== INFORMATION PROVIDED ==

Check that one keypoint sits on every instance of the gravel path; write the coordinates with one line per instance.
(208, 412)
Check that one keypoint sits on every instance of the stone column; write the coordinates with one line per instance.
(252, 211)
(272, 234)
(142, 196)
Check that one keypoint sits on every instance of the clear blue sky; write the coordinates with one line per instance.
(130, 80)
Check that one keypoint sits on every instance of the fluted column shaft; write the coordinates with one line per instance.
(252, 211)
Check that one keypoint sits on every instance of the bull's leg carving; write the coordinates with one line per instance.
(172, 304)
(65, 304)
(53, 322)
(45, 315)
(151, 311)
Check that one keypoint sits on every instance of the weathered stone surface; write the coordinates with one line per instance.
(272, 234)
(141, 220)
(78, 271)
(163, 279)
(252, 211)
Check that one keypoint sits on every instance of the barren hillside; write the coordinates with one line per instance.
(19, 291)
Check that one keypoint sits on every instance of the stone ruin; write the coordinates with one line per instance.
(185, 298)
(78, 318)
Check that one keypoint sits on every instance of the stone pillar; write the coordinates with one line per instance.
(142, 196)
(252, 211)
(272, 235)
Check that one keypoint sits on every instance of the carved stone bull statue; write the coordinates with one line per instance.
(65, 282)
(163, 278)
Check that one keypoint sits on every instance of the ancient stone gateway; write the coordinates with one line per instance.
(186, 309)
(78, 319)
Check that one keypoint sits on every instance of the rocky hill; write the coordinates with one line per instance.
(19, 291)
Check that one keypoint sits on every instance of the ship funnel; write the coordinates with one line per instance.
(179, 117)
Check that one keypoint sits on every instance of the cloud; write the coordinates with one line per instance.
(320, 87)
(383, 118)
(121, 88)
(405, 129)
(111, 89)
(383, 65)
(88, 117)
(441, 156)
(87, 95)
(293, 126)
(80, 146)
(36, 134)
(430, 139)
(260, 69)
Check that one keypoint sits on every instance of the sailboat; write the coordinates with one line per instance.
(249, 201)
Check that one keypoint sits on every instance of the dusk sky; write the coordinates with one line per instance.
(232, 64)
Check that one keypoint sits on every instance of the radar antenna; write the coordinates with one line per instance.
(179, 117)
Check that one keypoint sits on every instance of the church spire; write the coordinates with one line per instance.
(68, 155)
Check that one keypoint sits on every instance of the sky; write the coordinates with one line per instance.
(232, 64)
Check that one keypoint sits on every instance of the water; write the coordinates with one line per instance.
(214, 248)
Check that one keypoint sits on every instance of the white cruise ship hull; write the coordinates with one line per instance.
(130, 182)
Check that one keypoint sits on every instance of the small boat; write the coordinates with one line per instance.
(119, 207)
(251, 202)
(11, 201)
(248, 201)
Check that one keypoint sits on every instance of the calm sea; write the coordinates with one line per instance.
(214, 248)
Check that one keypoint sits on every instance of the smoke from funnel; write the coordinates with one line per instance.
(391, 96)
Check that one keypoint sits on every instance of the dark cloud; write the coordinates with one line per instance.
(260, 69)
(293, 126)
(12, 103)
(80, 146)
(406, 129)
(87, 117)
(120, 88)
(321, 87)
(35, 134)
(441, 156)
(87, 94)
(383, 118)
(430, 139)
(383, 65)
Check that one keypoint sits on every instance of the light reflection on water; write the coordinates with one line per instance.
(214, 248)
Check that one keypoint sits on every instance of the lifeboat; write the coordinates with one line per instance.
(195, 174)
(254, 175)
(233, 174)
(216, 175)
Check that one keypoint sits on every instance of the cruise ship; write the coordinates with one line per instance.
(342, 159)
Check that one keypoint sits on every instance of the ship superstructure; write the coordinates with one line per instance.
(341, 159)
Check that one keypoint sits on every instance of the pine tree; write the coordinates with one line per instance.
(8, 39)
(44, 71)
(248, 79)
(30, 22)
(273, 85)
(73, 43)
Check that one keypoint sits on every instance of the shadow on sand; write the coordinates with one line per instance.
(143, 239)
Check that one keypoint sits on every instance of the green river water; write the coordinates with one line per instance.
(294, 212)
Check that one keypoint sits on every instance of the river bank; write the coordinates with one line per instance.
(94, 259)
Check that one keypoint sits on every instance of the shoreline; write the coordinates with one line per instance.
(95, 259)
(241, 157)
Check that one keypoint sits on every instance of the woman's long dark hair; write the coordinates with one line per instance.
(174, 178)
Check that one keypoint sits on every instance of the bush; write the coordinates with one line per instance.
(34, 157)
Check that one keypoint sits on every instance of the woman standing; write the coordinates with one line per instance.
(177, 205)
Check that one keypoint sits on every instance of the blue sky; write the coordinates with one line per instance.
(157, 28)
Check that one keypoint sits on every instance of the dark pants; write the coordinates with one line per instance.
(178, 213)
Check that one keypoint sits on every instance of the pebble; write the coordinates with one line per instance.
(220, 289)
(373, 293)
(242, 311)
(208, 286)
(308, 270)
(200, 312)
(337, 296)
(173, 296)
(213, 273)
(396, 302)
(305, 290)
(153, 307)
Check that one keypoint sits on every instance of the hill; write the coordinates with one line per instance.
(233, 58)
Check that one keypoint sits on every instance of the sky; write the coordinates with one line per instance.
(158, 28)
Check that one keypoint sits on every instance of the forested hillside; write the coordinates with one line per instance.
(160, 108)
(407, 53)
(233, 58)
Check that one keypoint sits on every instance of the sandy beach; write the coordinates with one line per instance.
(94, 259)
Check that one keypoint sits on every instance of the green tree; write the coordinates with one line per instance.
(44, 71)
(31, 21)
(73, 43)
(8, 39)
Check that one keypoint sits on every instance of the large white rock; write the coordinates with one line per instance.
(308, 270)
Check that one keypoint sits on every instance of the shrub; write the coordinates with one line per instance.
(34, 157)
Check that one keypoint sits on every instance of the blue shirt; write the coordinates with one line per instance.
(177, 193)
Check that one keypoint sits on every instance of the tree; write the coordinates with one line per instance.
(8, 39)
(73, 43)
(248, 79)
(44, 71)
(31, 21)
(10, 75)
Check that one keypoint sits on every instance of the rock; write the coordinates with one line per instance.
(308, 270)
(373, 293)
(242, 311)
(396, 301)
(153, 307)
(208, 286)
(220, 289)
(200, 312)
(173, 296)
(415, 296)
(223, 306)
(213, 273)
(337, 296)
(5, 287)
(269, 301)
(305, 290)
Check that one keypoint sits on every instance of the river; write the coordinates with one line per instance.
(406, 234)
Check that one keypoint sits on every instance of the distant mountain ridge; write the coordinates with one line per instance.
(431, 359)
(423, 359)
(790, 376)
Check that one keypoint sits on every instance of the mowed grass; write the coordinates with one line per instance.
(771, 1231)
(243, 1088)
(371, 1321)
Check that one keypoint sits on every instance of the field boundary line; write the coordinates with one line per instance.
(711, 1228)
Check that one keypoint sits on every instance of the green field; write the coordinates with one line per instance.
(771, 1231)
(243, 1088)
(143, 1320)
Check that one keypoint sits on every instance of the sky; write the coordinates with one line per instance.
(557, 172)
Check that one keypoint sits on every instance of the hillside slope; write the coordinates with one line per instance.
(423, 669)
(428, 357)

===

> **INSTRUCTION**:
Can you reproduce every line of the records above, unchanged and in the same order?

> **CORRECT RESULT**:
Check that one keypoint sits on every instance of the gravel path; write the coordinates with one line per instance.
(208, 412)
Check that one keypoint sits on every instance of the stone column; write the coordinates with one line per instance.
(252, 211)
(272, 234)
(142, 196)
Check that one keypoint sits on every instance of the clear blue sky; write the coordinates with one line per instance.
(130, 80)
Check that one keypoint sits on every instance of the fluted column shaft; write the coordinates with one line per instance.
(252, 211)
Check that one keypoint sits on every instance of the bull's leg carving; write the coordinates with one line per instance.
(172, 304)
(65, 304)
(53, 322)
(45, 315)
(151, 311)
Check that one keypoint sits on every instance of the weathered stone surface; write the coordinates with one line per instance.
(272, 234)
(141, 220)
(78, 271)
(163, 279)
(252, 211)
Check that one keypoint sits on every instance of the barren hillside; write the coordinates with one line per instance.
(19, 291)
Check that one keypoint sits on every instance of the stone ruin; write the coordinates with one line per instance.
(185, 298)
(78, 318)
Check that one keypoint sits on every instance of the stone pillar; write the coordinates with one line per instance.
(142, 196)
(252, 211)
(272, 235)
Check that one keypoint sits on every instance of the carved stone bull statue; write the coordinates with one line per instance.
(65, 282)
(163, 278)
Check that one keypoint sits on every instance of the ancient stone gateway; write the coordinates with one line per instance.
(186, 309)
(78, 319)
Check that one keypoint sits on every instance of the rocky hill; write the coordinates with one line per instance.
(19, 291)
Check that one keypoint sits on every instance of the ship funnel; write the coordinates with one line per instance.
(179, 117)
Check that one keypoint sits on every instance of the cloud; write the coordinates with one line per instance.
(320, 87)
(383, 118)
(121, 88)
(405, 129)
(111, 89)
(383, 65)
(88, 117)
(441, 156)
(87, 95)
(293, 126)
(80, 146)
(36, 134)
(430, 139)
(260, 69)
Check that one keypoint sits on every instance of the sailboat; write the coordinates with one line per instance.
(249, 201)
Check that one keypoint sits on every instance of the dusk sky; write the coordinates with one line per instance.
(232, 64)
Check that one keypoint sits on every instance of the radar antenna; write the coordinates with one line per instance.
(179, 117)
Check that one keypoint sits on every instance of the church spire; write the coordinates with one line per instance.
(68, 155)
Check that one keypoint sits on every instance of the sky; write the coordinates with one line per instance.
(232, 64)
Check that one keypoint sits on every instance of the water; write the coordinates with one line per instance.
(214, 248)
Check that one keypoint sits on every instance of the white cruise ship hull; write the coordinates with one line per instance.
(130, 182)
Check that one keypoint sits on every instance of the small boat; write the coordinates with one line per instance.
(119, 207)
(251, 202)
(11, 201)
(248, 201)
Check that one keypoint sits on every instance of the calm sea; write the coordinates with one line per instance.
(214, 248)
Check that one keypoint sits on every instance of the smoke from funnel; write the coordinates with one line per instance.
(391, 96)
Check that one keypoint sits on every instance of the dark cloud; write the coordinates with one line per instance.
(260, 69)
(293, 126)
(12, 103)
(80, 146)
(406, 129)
(87, 117)
(120, 88)
(321, 87)
(35, 134)
(441, 156)
(87, 94)
(383, 118)
(430, 139)
(383, 65)
Check that one keypoint sits on every instance of the light reflection on water; write the coordinates with one line per instance.
(214, 248)
Check that one keypoint sits on every instance of the lifeboat; write the coordinates with one line per instance.
(195, 174)
(254, 175)
(233, 174)
(216, 175)
Check that one keypoint sits on every instance of the cruise ship; write the coordinates with one line per instance.
(342, 159)
Check that one keypoint sits on every instance of the ship superstructure; write the coordinates with one line per instance.
(341, 159)
Check that one keypoint sits on every instance of the pine tree; write the coordinates with one line per instance.
(8, 39)
(44, 71)
(248, 79)
(30, 22)
(273, 85)
(73, 43)
Check that one keypoint sits on every instance of the shadow on sand; write the coordinates with one line per instance.
(143, 239)
Check that one keypoint sits on every instance of the green river water; write the coordinates with one line per instance.
(294, 212)
Check that one keypoint sits on every instance of the river bank; write the coordinates with one line per instance.
(94, 259)
Check that one keypoint sits on every instance of the shoreline; write the coordinates with one line per instance.
(95, 259)
(241, 157)
Check that one keypoint sits on every instance of the woman's long dark hair; write the coordinates with one line per instance.
(174, 178)
Check that one keypoint sits on every instance of the bush; write the coordinates with one line per instance.
(34, 157)
Check that one keypoint sits on every instance of the woman standing; write the coordinates with one line per instance.
(177, 205)
Check that one keypoint sits on every instance of the blue sky; write the coordinates with one line per instance.
(157, 28)
Check that one keypoint sits on every instance of the dark pants; write the coordinates with one line per instance.
(178, 213)
Check that one keypoint sits on every instance of the pebble; write the coordinates with one line per instance.
(220, 289)
(373, 293)
(242, 311)
(208, 286)
(308, 270)
(200, 312)
(337, 296)
(173, 296)
(213, 273)
(396, 302)
(305, 290)
(153, 307)
Check that one keypoint sits on every instance of the hill; write the coordinates with one line per instance.
(233, 58)
Check that one keypoint sits on every instance of the sky; write the coordinates with one line per instance.
(158, 28)
Check that one keypoint sits on every instance of the forested hillside; write the coordinates with one line per instance.
(160, 108)
(407, 53)
(233, 58)
Check that one keypoint sits on every instance of the sandy beach; write the coordinates with one line per instance.
(94, 259)
Check that one keypoint sits on every instance of the green tree; write the coordinates with one line per instance.
(44, 71)
(31, 21)
(73, 43)
(8, 39)
Check that one keypoint sits on every instance of the large white rock; write the coordinates with one line per instance.
(308, 270)
Check that one keypoint sits on every instance of the shrub; write the coordinates with one line per instance.
(34, 157)
Check that one keypoint sits on every instance of the blue shirt; write the coordinates with one line per instance.
(177, 193)
Check that one keypoint sits on every instance of the tree; write the coordinates with one line per instance.
(8, 39)
(73, 43)
(248, 79)
(44, 71)
(31, 21)
(10, 75)
Check that one keypoint sits on every instance of the rock; write the coordinates with one line per instance.
(308, 270)
(373, 293)
(242, 311)
(396, 301)
(153, 307)
(208, 286)
(220, 289)
(200, 312)
(173, 296)
(415, 296)
(223, 306)
(213, 273)
(337, 296)
(5, 287)
(269, 301)
(305, 290)
Check that one keypoint sits on every instance of the river; write the coordinates with one line per instance.
(406, 234)
Check that one keypoint sits on every instance of the distant mountain ridge; write the coordinates with one line per instance.
(431, 359)
(423, 359)
(790, 376)
Check that one keypoint sits on every instance of the mowed grass; write the coordinates with one line per instance.
(771, 1231)
(243, 1088)
(371, 1321)
Check that one keypoint sits on every instance of the field boundary line; write the coordinates with one line per instance.
(711, 1228)
Check that one keypoint sits on every instance of the green field; write the coordinates with one line per instance.
(771, 1231)
(243, 1088)
(143, 1320)
Check that one keypoint sits on every instance of the sky; write the coordinates with one line per instance.
(557, 172)
Check that one keypoint sits on every instance of the hillside slope; write the coordinates with one line per instance.
(423, 669)
(428, 357)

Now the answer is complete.